• _Aim of the exercise_
Write out the lines of all the items below again, swapping "every instance" for "each instance" each time it appears and changing nothing else. Leave the picture lines out.

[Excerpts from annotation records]
━━━━━━━━━━

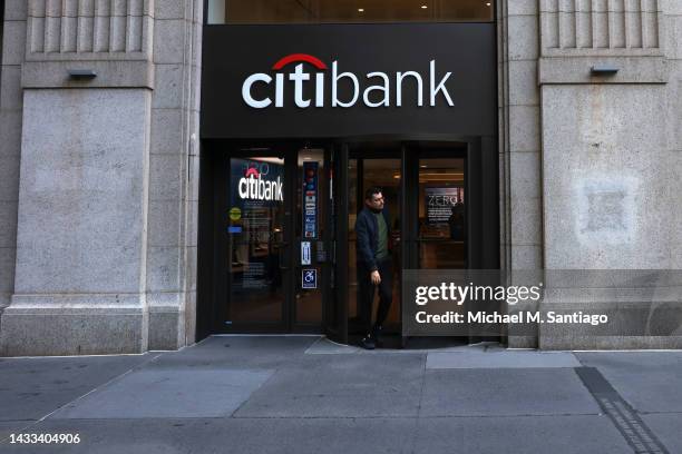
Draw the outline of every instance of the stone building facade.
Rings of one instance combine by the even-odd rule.
[[[496,14],[501,267],[682,268],[682,1]],[[203,16],[203,0],[4,0],[0,354],[196,340]]]

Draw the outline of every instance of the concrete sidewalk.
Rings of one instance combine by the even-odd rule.
[[[682,352],[373,351],[214,336],[0,358],[2,453],[682,453]],[[79,444],[10,434],[79,434]]]

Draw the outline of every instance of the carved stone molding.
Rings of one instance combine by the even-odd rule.
[[[659,56],[659,0],[540,0],[542,56]]]
[[[29,0],[27,61],[148,60],[153,0]]]

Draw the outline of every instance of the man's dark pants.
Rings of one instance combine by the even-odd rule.
[[[362,324],[367,327],[367,333],[372,328],[372,302],[374,300],[374,289],[379,288],[379,307],[377,308],[376,325],[383,325],[388,317],[391,302],[393,299],[393,267],[389,255],[377,263],[381,283],[377,286],[372,284],[371,273],[361,264],[358,264],[358,302]]]

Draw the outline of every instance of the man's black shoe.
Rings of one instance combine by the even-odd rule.
[[[368,334],[362,338],[362,340],[360,340],[360,346],[362,346],[364,349],[374,349],[377,348],[377,343],[374,342],[374,338]]]
[[[383,328],[381,326],[374,325],[372,328],[372,338],[374,339],[374,346],[381,348],[383,347],[383,340],[381,340],[381,330]]]

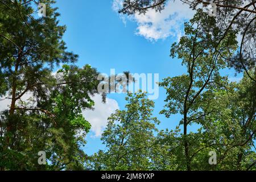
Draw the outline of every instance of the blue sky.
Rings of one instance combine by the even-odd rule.
[[[178,4],[167,8],[169,11],[162,15],[156,15],[151,11],[148,15],[138,15],[132,20],[126,18],[124,20],[114,11],[113,3],[113,0],[57,1],[56,6],[61,14],[60,23],[67,26],[64,40],[68,49],[79,55],[79,66],[89,64],[100,72],[109,75],[112,68],[115,69],[116,73],[129,71],[133,73],[159,73],[160,80],[185,72],[180,60],[171,59],[169,54],[171,45],[182,34],[184,21],[192,14],[188,11],[191,10]],[[174,9],[176,11],[171,12]],[[108,97],[109,102],[105,106],[98,99],[98,108],[88,113],[89,118],[100,122],[114,109],[123,109],[125,95],[110,94]],[[160,88],[159,98],[155,100],[154,114],[161,121],[159,129],[174,129],[179,117],[166,118],[158,114],[164,105],[165,97],[164,90]],[[106,110],[109,111],[106,113]],[[101,115],[104,117],[98,118]],[[100,122],[106,123],[106,121]],[[93,131],[86,140],[84,149],[88,154],[104,149],[100,137],[96,136]]]

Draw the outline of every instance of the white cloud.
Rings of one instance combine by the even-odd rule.
[[[114,0],[114,10],[117,11],[122,7],[122,1]],[[194,11],[180,1],[170,1],[161,13],[149,9],[146,14],[136,14],[129,19],[137,23],[135,34],[151,41],[164,39],[170,36],[179,39],[183,35],[184,22],[191,19],[194,14]]]
[[[119,106],[117,102],[111,98],[107,98],[106,102],[102,103],[100,95],[96,95],[93,99],[95,102],[95,109],[84,110],[82,114],[92,125],[91,130],[94,134],[94,136],[100,137],[108,124],[108,118],[119,109]]]

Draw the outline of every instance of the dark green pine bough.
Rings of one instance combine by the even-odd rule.
[[[161,10],[169,1],[124,1],[120,13]],[[192,8],[209,2],[183,1]],[[146,93],[128,94],[125,109],[108,119],[105,150],[89,156],[81,150],[90,128],[82,110],[94,105],[99,73],[74,64],[78,56],[67,51],[54,1],[40,1],[47,7],[42,18],[32,8],[38,2],[0,1],[0,97],[11,101],[0,111],[1,170],[256,170],[254,1],[216,2],[217,17],[199,9],[185,23],[171,56],[187,73],[160,83],[166,90],[160,113],[181,116],[175,130],[158,130]],[[240,81],[221,75],[230,67],[244,72]],[[40,151],[46,165],[38,163]],[[216,165],[208,163],[210,151]]]

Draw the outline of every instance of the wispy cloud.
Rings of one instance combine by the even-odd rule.
[[[94,134],[93,136],[95,137],[101,136],[108,124],[108,118],[117,109],[119,109],[118,104],[115,100],[107,98],[105,104],[102,103],[101,100],[100,95],[96,95],[93,97],[94,109],[82,112],[85,118],[92,125],[91,130]]]
[[[122,0],[114,0],[113,9],[122,7]],[[135,14],[126,19],[137,22],[135,34],[150,41],[164,39],[169,36],[179,39],[183,34],[184,22],[193,17],[195,11],[180,1],[171,1],[161,13],[150,9],[145,14]],[[123,15],[121,15],[123,20]]]

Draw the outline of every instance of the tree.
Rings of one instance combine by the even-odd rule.
[[[83,168],[80,146],[90,125],[81,110],[93,106],[98,73],[72,65],[78,56],[67,51],[54,1],[40,2],[46,17],[34,14],[38,1],[0,2],[0,97],[11,100],[1,113],[1,169]],[[60,63],[71,64],[53,73]],[[40,151],[46,166],[38,164]]]
[[[88,166],[96,170],[149,170],[150,151],[154,146],[154,104],[144,93],[129,93],[125,110],[117,110],[108,119],[101,140],[106,151],[91,156]]]
[[[124,0],[120,13],[132,15],[135,13],[146,13],[148,9],[153,9],[161,11],[166,4],[172,3],[172,0]],[[256,1],[243,0],[180,0],[191,9],[199,9],[201,7],[214,3],[217,7],[216,18],[218,27],[225,32],[218,44],[228,36],[230,29],[234,29],[240,34],[241,40],[239,43],[237,53],[232,57],[225,58],[229,66],[234,68],[238,72],[246,71],[248,76],[256,82],[256,78],[249,74],[248,70],[255,69],[255,23]],[[216,45],[216,48],[218,45]],[[216,50],[217,51],[217,50]]]
[[[189,23],[185,23],[184,30],[185,35],[179,43],[172,44],[171,56],[174,57],[177,55],[182,60],[187,74],[168,77],[160,83],[167,94],[166,109],[160,113],[167,118],[177,113],[183,115],[180,125],[183,126],[182,138],[186,169],[191,170],[194,157],[192,151],[200,145],[195,141],[201,138],[201,135],[188,134],[188,127],[215,111],[203,113],[201,105],[212,100],[212,90],[221,89],[227,82],[219,71],[226,66],[222,57],[230,56],[234,52],[236,40],[236,32],[230,30],[222,44],[219,44],[222,35],[221,31],[215,19],[201,10],[197,11]]]

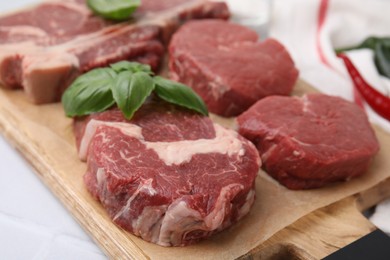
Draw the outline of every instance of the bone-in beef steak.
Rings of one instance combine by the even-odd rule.
[[[34,103],[58,101],[81,73],[119,60],[157,69],[164,44],[185,21],[223,18],[226,4],[143,0],[130,22],[94,16],[83,0],[51,0],[0,17],[0,85],[23,87]]]
[[[278,41],[259,43],[255,31],[221,20],[182,26],[169,57],[170,77],[191,86],[222,116],[236,116],[269,95],[289,94],[298,77]]]
[[[268,174],[290,189],[348,180],[368,169],[379,144],[364,112],[338,97],[272,96],[238,117]]]
[[[187,110],[149,103],[131,121],[110,110],[75,123],[88,190],[113,221],[144,240],[183,246],[246,215],[256,148]]]

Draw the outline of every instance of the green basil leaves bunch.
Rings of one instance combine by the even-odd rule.
[[[141,5],[141,0],[88,0],[87,4],[97,15],[122,21],[130,18]]]
[[[131,119],[153,91],[169,103],[208,115],[203,100],[191,88],[154,76],[148,65],[128,61],[81,75],[64,92],[62,104],[68,117],[102,112],[116,104]]]

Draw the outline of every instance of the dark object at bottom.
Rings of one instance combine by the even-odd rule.
[[[359,240],[341,248],[324,260],[390,259],[390,237],[377,229]]]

━━━━━━━━━━

• _Expected answer_
Draw the outline of each instance of the stone building facade.
Rings of one instance combine by the even-odd rule.
[[[496,14],[501,267],[682,268],[682,1]],[[203,16],[203,0],[4,0],[0,354],[196,340]]]

Draw the outline of each instance of the concrete sidewalk.
Rings of one instance combine by the even-odd rule.
[[[682,352],[373,351],[214,336],[0,358],[2,453],[682,453]],[[79,444],[10,434],[79,434]]]

Draw the outline of each instance of the carved stone molding.
Rings of one instance combine by the even-odd rule.
[[[659,56],[659,0],[540,0],[542,56]]]
[[[29,0],[27,61],[148,60],[153,0]]]

Draw the outline of each instance of the man's dark pants.
Rings of one instance combine by the even-odd rule.
[[[362,324],[367,327],[367,333],[372,328],[372,302],[374,300],[374,289],[379,288],[379,307],[377,308],[376,325],[383,325],[388,317],[391,302],[393,299],[393,267],[389,255],[377,263],[381,283],[377,286],[372,284],[371,273],[361,264],[358,264],[358,302]]]

Draw the outline of each instance of the man's black shoe.
Rings of one instance combine by the even-odd rule.
[[[368,334],[362,338],[362,340],[360,340],[360,346],[362,346],[364,349],[374,349],[377,348],[377,343],[374,342],[374,338]]]
[[[383,328],[381,326],[374,325],[372,328],[372,338],[374,339],[374,346],[381,348],[383,347],[383,340],[381,340],[381,330]]]

Draw the outline of each instance of the blue sky.
Rings of one instance combine by the even-odd rule.
[[[178,4],[167,8],[169,11],[162,15],[156,15],[151,11],[148,15],[138,15],[132,20],[126,18],[124,20],[114,11],[113,3],[113,0],[57,1],[56,6],[61,14],[60,23],[67,26],[64,40],[68,49],[79,55],[79,66],[89,64],[100,72],[109,75],[112,68],[115,69],[116,73],[129,71],[133,73],[159,73],[160,80],[185,72],[180,60],[171,59],[169,54],[171,45],[182,34],[184,21],[192,14],[188,11],[191,10]],[[174,9],[176,11],[171,12]],[[108,97],[109,102],[105,106],[98,99],[98,108],[88,113],[89,118],[100,122],[114,109],[123,109],[125,95],[110,94]],[[160,88],[159,98],[155,100],[154,114],[161,121],[159,129],[174,129],[179,117],[166,118],[158,114],[164,105],[165,97],[164,90]],[[106,110],[109,111],[106,113]],[[101,115],[104,117],[98,118]],[[100,122],[106,123],[106,121]],[[93,131],[86,140],[84,149],[88,154],[104,149],[100,137],[96,136]]]

Draw the outline of each instance of the white cloud.
Rings of one instance combine by the even-odd rule.
[[[114,0],[114,10],[117,11],[122,7],[122,1]],[[194,11],[180,1],[170,1],[161,13],[149,9],[146,14],[136,14],[129,19],[137,23],[135,34],[151,41],[164,39],[170,36],[179,39],[183,35],[184,22],[191,19],[194,14]]]
[[[119,106],[117,102],[111,98],[107,98],[106,102],[102,103],[100,95],[96,95],[93,99],[95,102],[95,109],[84,110],[82,114],[92,125],[91,130],[94,134],[94,136],[100,137],[108,124],[108,118],[119,109]]]

Draw the outline of each instance of the dark green pine bough.
Rings of one instance combine by the even-odd rule.
[[[161,10],[169,1],[124,1],[120,13]],[[192,8],[209,2],[183,1]],[[146,93],[128,94],[125,109],[108,119],[105,150],[89,156],[81,150],[90,128],[82,110],[94,105],[99,73],[74,64],[78,56],[67,51],[54,1],[40,1],[47,7],[42,18],[32,8],[38,2],[0,1],[0,97],[11,101],[0,111],[1,170],[256,170],[254,1],[216,2],[217,17],[199,9],[185,23],[171,56],[187,73],[160,83],[166,90],[160,113],[181,116],[175,130],[158,130]],[[240,81],[221,75],[230,67],[244,72]],[[40,151],[46,165],[38,163]],[[216,165],[208,163],[210,151]]]

Draw the outline of each instance of the wispy cloud.
Rings of one instance combine by the even-odd rule.
[[[94,134],[93,136],[95,137],[101,136],[108,124],[108,118],[117,109],[119,109],[118,104],[115,100],[107,98],[105,104],[102,103],[101,100],[100,95],[96,95],[93,97],[94,109],[82,112],[85,118],[92,125],[91,130]]]
[[[122,0],[114,0],[113,9],[122,7]],[[135,14],[126,19],[137,22],[135,34],[150,41],[164,39],[169,36],[179,39],[183,34],[184,22],[193,17],[195,11],[180,1],[171,1],[161,13],[150,9],[145,14]],[[123,15],[121,15],[123,20]]]

Draw the outline of each instance of the tree.
Rings of one instance combine by the even-odd rule.
[[[83,168],[80,146],[90,125],[81,110],[93,106],[98,73],[72,65],[78,56],[67,51],[54,1],[40,2],[46,17],[34,14],[38,1],[0,2],[0,97],[11,100],[1,113],[1,169]],[[60,63],[71,64],[53,73]],[[40,151],[46,166],[38,164]]]
[[[88,166],[96,170],[149,170],[150,151],[154,146],[154,104],[144,93],[129,93],[125,110],[117,110],[108,119],[101,140],[106,151],[91,156]]]
[[[124,0],[120,13],[132,15],[135,13],[146,13],[148,9],[153,9],[161,11],[166,4],[172,3],[172,0]],[[256,1],[243,0],[180,0],[191,9],[199,9],[201,7],[214,3],[217,7],[216,18],[218,27],[225,32],[218,44],[228,36],[230,29],[234,29],[240,34],[241,40],[239,43],[237,53],[232,57],[225,58],[229,66],[234,68],[238,72],[246,71],[248,76],[256,82],[256,78],[249,74],[248,70],[255,69],[255,23]],[[216,45],[216,48],[218,45]],[[216,50],[217,51],[217,50]]]
[[[189,23],[185,23],[184,30],[185,35],[179,43],[172,44],[171,56],[174,57],[177,55],[182,60],[187,74],[168,77],[160,83],[167,94],[166,109],[160,113],[167,118],[177,113],[183,115],[180,125],[183,126],[182,138],[186,169],[191,170],[194,157],[192,151],[200,145],[195,141],[201,138],[201,135],[188,134],[188,127],[215,111],[203,113],[201,105],[212,100],[212,90],[221,89],[227,82],[219,71],[226,66],[222,57],[230,56],[234,52],[236,40],[236,32],[230,30],[222,44],[219,44],[222,35],[221,31],[215,19],[201,10],[197,11]]]

Draw the outline of each instance of the bone-in beef steak.
Rings of one instance combine by the even-odd rule.
[[[34,103],[58,101],[81,73],[119,60],[157,69],[164,44],[185,21],[223,18],[226,4],[143,0],[130,22],[94,16],[83,0],[51,0],[0,17],[0,85],[23,87]]]
[[[278,41],[259,43],[255,31],[221,20],[182,26],[169,57],[170,77],[191,86],[222,116],[236,116],[269,95],[289,94],[298,77]]]
[[[268,174],[290,189],[348,180],[368,169],[379,144],[364,112],[338,97],[272,96],[238,117]]]
[[[187,110],[149,103],[131,121],[110,110],[75,123],[88,190],[113,221],[144,240],[183,246],[246,215],[256,148]]]

Draw the outline of each instance of the green basil leaves bunch.
Rings of one instance combine by the even-odd rule.
[[[141,5],[141,0],[88,0],[87,4],[97,15],[122,21],[130,18]]]
[[[131,119],[153,91],[169,103],[208,115],[203,100],[191,88],[154,76],[148,65],[128,61],[81,75],[64,92],[62,104],[68,117],[102,112],[116,104]]]

Draw the outline of each instance of the dark object at bottom.
Rings of one instance combine by the even-odd rule.
[[[359,240],[341,248],[324,260],[390,259],[390,237],[377,229]]]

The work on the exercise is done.